# Data
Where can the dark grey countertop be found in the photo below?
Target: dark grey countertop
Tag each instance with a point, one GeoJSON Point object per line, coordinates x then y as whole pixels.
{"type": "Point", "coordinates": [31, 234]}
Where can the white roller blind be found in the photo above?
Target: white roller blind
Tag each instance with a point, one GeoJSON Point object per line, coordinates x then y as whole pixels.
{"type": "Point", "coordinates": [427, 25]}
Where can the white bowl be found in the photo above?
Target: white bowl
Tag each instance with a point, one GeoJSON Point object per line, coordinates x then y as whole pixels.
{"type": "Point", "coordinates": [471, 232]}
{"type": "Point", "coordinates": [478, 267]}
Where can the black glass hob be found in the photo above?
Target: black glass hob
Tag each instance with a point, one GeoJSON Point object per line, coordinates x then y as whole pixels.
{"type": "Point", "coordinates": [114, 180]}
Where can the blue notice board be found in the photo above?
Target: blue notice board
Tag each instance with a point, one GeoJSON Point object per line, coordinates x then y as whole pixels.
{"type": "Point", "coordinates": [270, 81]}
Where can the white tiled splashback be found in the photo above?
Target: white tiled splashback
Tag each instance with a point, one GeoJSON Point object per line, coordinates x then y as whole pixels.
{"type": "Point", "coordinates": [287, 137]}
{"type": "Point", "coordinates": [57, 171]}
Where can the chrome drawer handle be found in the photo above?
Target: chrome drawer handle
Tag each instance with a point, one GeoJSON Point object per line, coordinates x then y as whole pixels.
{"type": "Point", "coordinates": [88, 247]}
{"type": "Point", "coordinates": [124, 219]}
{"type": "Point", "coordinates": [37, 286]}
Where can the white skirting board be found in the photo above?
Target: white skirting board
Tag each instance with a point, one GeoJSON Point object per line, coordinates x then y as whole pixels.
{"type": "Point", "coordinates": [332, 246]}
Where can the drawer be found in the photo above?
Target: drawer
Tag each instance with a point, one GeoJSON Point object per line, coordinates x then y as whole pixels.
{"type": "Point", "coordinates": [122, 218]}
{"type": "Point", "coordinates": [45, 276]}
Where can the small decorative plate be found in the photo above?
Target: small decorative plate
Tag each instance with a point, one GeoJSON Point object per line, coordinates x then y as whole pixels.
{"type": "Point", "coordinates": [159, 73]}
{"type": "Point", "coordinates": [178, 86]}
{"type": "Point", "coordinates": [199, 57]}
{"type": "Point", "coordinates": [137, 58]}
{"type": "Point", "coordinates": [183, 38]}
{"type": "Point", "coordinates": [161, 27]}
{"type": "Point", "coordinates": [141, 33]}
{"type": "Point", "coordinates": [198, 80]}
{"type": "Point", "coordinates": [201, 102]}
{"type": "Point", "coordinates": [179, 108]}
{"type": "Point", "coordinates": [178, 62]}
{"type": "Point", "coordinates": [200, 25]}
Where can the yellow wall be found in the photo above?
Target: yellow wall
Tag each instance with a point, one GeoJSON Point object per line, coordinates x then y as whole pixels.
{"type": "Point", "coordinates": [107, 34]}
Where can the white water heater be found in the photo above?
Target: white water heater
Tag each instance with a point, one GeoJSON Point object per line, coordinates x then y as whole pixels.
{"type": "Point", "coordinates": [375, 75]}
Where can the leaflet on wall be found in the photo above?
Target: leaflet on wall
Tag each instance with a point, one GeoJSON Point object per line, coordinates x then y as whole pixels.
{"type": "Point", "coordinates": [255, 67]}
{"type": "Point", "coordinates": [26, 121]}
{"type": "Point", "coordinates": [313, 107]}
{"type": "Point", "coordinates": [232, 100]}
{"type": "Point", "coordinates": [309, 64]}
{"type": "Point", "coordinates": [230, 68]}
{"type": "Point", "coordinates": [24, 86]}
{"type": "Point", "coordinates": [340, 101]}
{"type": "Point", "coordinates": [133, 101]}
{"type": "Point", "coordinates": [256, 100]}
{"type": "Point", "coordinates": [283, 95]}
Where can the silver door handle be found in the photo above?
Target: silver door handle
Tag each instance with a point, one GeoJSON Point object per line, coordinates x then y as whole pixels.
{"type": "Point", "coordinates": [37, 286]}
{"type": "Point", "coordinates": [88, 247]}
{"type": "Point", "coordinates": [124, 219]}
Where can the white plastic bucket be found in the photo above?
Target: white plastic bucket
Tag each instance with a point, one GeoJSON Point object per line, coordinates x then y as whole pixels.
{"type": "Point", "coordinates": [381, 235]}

# Goal
Rewrite every line of the records from the line containing "Where can the silver" through the end of the records, including the requests, with each point coordinate in the answers multiplied by 1.6 and rounded to a whole number, halves rounded up. Give only those lines.

# Complete response
Where can the silver door handle be found in the photo above?
Target: silver door handle
Tag each instance with a point, one GeoJSON Point object per line, coordinates x then y as whole pixels.
{"type": "Point", "coordinates": [59, 458]}
{"type": "Point", "coordinates": [141, 395]}
{"type": "Point", "coordinates": [198, 350]}
Where can the white plastic bucket be found in the photo above?
Target: white plastic bucket
Tag each instance with a point, one GeoJSON Point object per line, coordinates x then y as whole pixels.
{"type": "Point", "coordinates": [610, 376]}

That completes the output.